Given problem: Look in the data below for the line that contains "For each instance of the sheet". Copy that line and the remaining lines exactly.

### Dataset entries ###

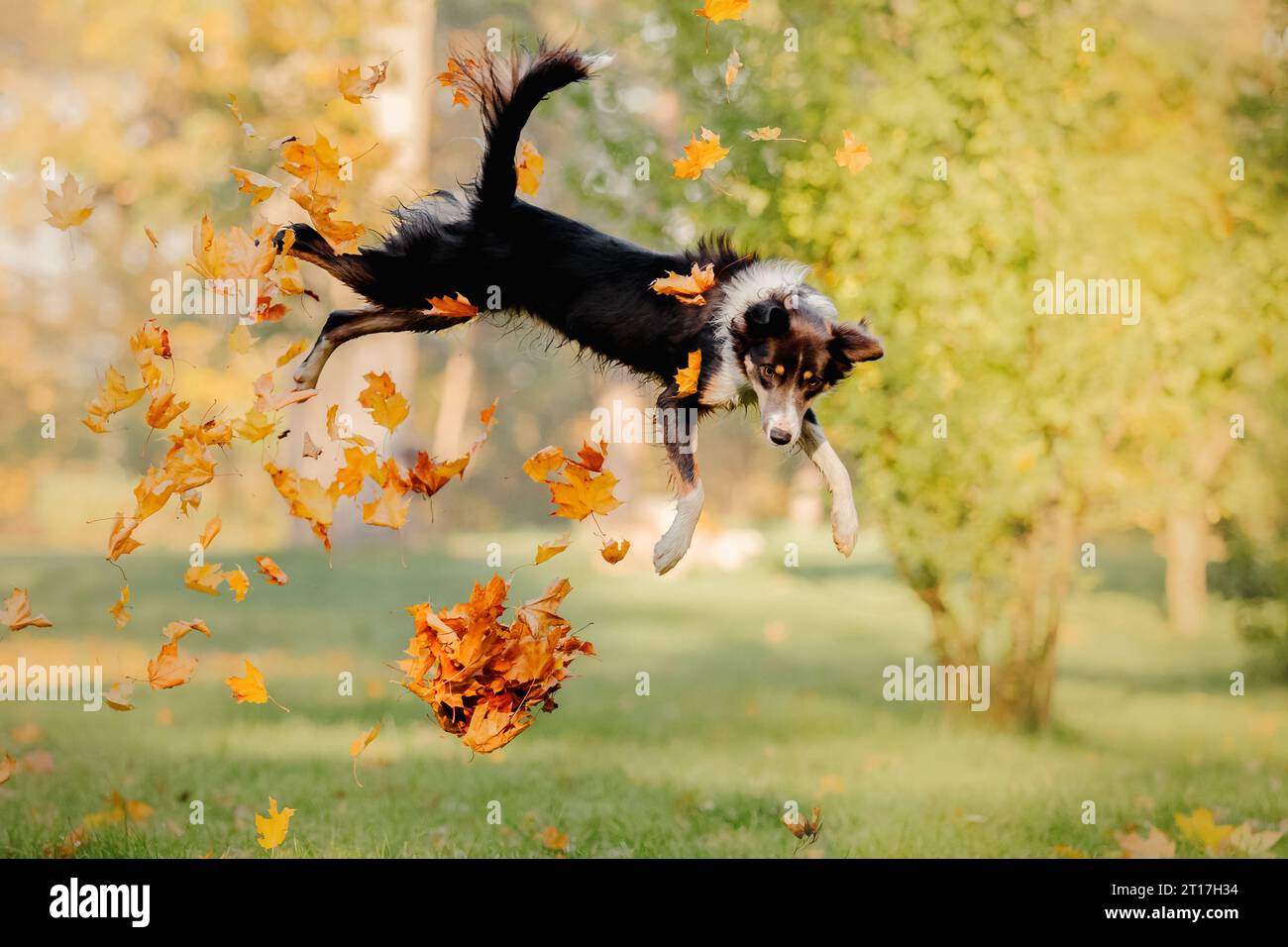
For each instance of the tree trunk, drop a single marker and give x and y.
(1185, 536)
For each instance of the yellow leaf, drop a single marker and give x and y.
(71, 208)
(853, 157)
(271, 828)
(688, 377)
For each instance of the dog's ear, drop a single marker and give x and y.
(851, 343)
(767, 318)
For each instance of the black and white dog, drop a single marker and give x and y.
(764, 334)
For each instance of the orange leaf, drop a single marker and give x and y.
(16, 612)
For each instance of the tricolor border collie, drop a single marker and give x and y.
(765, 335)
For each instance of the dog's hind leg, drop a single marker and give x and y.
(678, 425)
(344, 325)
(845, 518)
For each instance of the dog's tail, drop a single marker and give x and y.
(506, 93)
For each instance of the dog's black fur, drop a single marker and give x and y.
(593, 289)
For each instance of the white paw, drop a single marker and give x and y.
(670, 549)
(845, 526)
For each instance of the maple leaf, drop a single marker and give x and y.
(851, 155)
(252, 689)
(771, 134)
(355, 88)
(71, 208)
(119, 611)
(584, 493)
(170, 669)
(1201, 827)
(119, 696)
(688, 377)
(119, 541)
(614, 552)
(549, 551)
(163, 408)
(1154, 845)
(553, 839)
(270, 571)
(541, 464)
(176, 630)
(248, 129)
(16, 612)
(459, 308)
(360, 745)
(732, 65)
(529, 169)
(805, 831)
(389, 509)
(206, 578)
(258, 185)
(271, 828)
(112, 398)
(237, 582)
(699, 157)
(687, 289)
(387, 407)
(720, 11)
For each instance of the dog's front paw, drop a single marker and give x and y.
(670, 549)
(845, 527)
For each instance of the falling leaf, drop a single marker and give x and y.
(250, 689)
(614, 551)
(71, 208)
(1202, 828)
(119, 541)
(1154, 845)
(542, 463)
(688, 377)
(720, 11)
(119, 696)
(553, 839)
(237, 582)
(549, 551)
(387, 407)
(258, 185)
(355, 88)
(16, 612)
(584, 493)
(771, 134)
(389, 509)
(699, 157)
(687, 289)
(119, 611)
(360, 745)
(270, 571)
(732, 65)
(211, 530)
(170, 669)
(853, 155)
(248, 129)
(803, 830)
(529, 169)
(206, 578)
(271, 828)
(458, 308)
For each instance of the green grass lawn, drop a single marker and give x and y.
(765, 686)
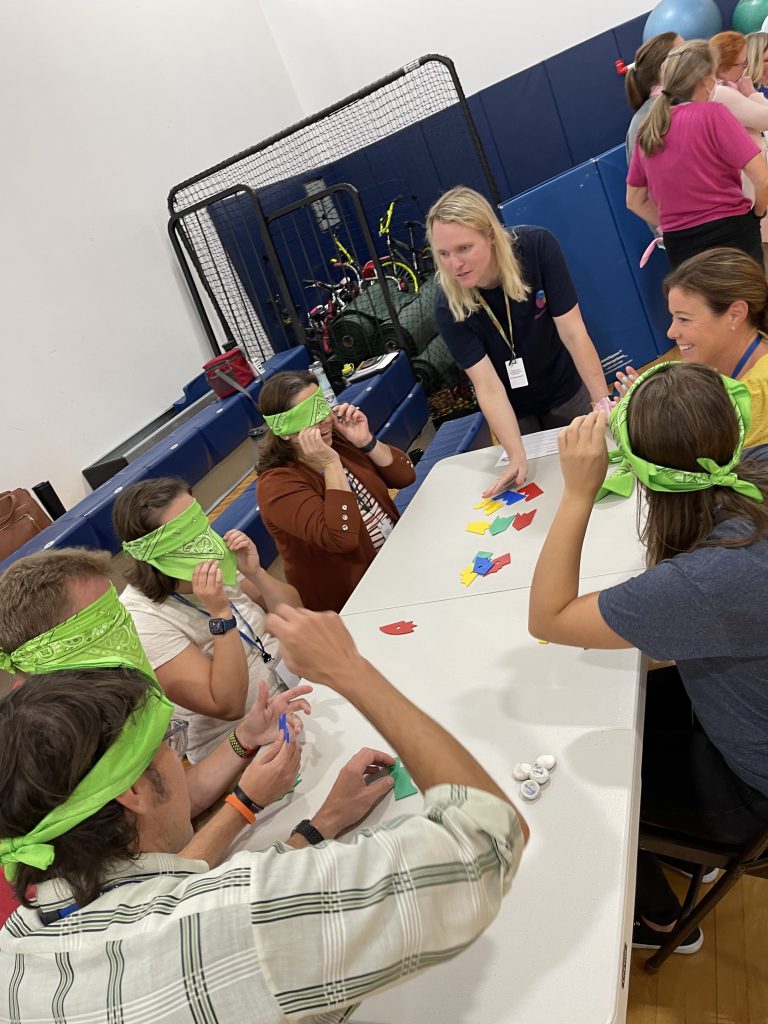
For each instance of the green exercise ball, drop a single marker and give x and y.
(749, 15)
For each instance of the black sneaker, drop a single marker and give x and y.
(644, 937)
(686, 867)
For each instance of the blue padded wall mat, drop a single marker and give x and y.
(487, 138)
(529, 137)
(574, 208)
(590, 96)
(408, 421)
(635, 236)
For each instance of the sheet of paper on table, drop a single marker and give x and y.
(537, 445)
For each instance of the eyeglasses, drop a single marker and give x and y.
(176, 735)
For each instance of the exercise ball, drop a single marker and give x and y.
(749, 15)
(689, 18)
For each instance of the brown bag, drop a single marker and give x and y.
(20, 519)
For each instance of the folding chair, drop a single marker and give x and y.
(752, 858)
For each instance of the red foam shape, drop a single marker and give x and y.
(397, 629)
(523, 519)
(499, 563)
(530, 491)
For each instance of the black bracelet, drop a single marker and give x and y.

###

Exercise output:
For each instance of the sheet of paper on table, drop a single marker and give x and y.
(537, 445)
For each instance of the eyeglasses, drop a single marker and give x and y.
(176, 735)
For each instance of the exercise ball, drop a single marker and give x and y.
(749, 15)
(689, 18)
For each instance of the brown bag, drop a single marker and give x and y.
(20, 519)
For each instance of the folding chair, drop a single marker and give x and y.
(752, 858)
For each instance of the red foam shape, drop a single marker and give x and y.
(397, 629)
(523, 519)
(499, 563)
(530, 491)
For each instance of the black bracelet, drop a single marker and give x and y.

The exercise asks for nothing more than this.